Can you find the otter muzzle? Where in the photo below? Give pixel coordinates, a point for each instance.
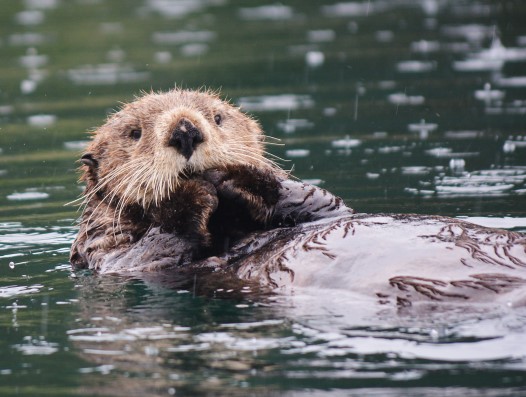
(185, 138)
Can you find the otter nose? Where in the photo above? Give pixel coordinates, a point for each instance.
(185, 137)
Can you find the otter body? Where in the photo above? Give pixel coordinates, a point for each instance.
(177, 183)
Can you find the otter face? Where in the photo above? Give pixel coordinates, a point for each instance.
(144, 151)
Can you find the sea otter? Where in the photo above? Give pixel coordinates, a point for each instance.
(178, 183)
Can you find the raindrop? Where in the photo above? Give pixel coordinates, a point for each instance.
(509, 147)
(422, 128)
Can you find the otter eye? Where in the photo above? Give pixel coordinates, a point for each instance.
(217, 119)
(135, 134)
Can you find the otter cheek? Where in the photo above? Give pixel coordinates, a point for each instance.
(89, 160)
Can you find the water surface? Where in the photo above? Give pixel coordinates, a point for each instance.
(406, 106)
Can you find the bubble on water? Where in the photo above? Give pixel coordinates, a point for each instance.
(41, 120)
(457, 165)
(286, 102)
(321, 36)
(297, 153)
(314, 59)
(274, 12)
(509, 147)
(27, 196)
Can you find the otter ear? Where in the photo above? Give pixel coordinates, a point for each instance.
(89, 160)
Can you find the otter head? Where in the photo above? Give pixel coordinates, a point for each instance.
(144, 151)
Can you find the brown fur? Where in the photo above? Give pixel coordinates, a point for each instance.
(160, 166)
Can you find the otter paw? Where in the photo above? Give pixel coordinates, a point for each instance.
(255, 189)
(188, 210)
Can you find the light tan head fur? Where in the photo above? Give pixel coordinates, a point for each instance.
(132, 160)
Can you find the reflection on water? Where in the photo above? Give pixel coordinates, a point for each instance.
(397, 106)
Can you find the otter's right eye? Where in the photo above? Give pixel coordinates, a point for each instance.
(135, 134)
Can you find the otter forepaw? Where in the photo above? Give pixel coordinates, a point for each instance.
(188, 210)
(257, 190)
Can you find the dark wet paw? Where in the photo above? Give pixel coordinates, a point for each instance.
(257, 190)
(188, 211)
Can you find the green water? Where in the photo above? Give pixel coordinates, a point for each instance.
(346, 87)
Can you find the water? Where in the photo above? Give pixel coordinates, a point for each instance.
(408, 106)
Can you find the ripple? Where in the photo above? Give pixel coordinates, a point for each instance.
(285, 102)
(275, 12)
(106, 74)
(27, 196)
(16, 290)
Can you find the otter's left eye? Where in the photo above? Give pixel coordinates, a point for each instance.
(217, 119)
(135, 134)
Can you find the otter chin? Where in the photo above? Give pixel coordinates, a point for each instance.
(178, 184)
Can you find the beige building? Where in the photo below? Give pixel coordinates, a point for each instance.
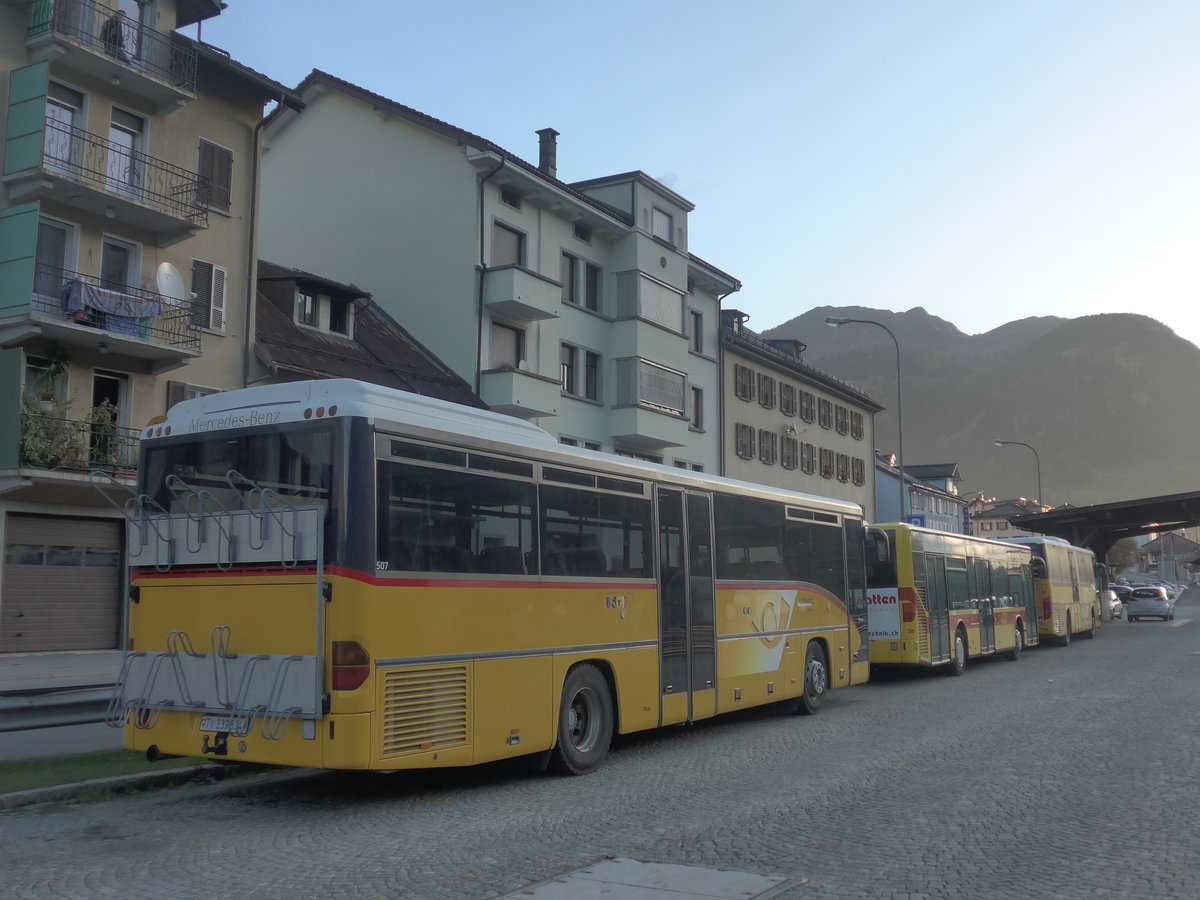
(127, 223)
(790, 425)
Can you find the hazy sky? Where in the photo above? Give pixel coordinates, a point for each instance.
(988, 161)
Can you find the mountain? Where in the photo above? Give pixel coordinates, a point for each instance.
(1110, 403)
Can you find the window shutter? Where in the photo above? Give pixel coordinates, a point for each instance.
(216, 177)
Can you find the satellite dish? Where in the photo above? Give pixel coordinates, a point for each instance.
(171, 283)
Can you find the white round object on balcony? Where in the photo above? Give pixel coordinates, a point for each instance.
(171, 283)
※ ※ ※
Update the part of the records that opens with the line containing "Can you find the otter chin?" and runs through the end of the records, replacing "photo" with "image" everywhere and leaving everything else unchanged. Leave the pictures out of your answer.

▶ [Result of the exercise]:
Can you find the otter chin? Where in the image above? Give pixel coordinates, a point for each instance.
(178, 184)
Can you find the beige building? Where in the image below? Give pixel coordinates, a point for each instance.
(127, 223)
(790, 425)
Can you find the hazy sky? Where in the image above? Give pixel coordinates, a point for each instance.
(988, 161)
Can you find the mountain? Where in the image above? Give pixel coordinates, a point for each instance.
(1110, 403)
Can you find the window shutter? Where in the image above? Give pixel coordinates, a point for each instance.
(216, 177)
Can you find the satellite dish? Where in the image above? Give pixel coordinates, a point for each instance.
(171, 283)
Can you find the white round object on balcony? Where in the image above? Give pixel coordinates, a point for each instance.
(171, 283)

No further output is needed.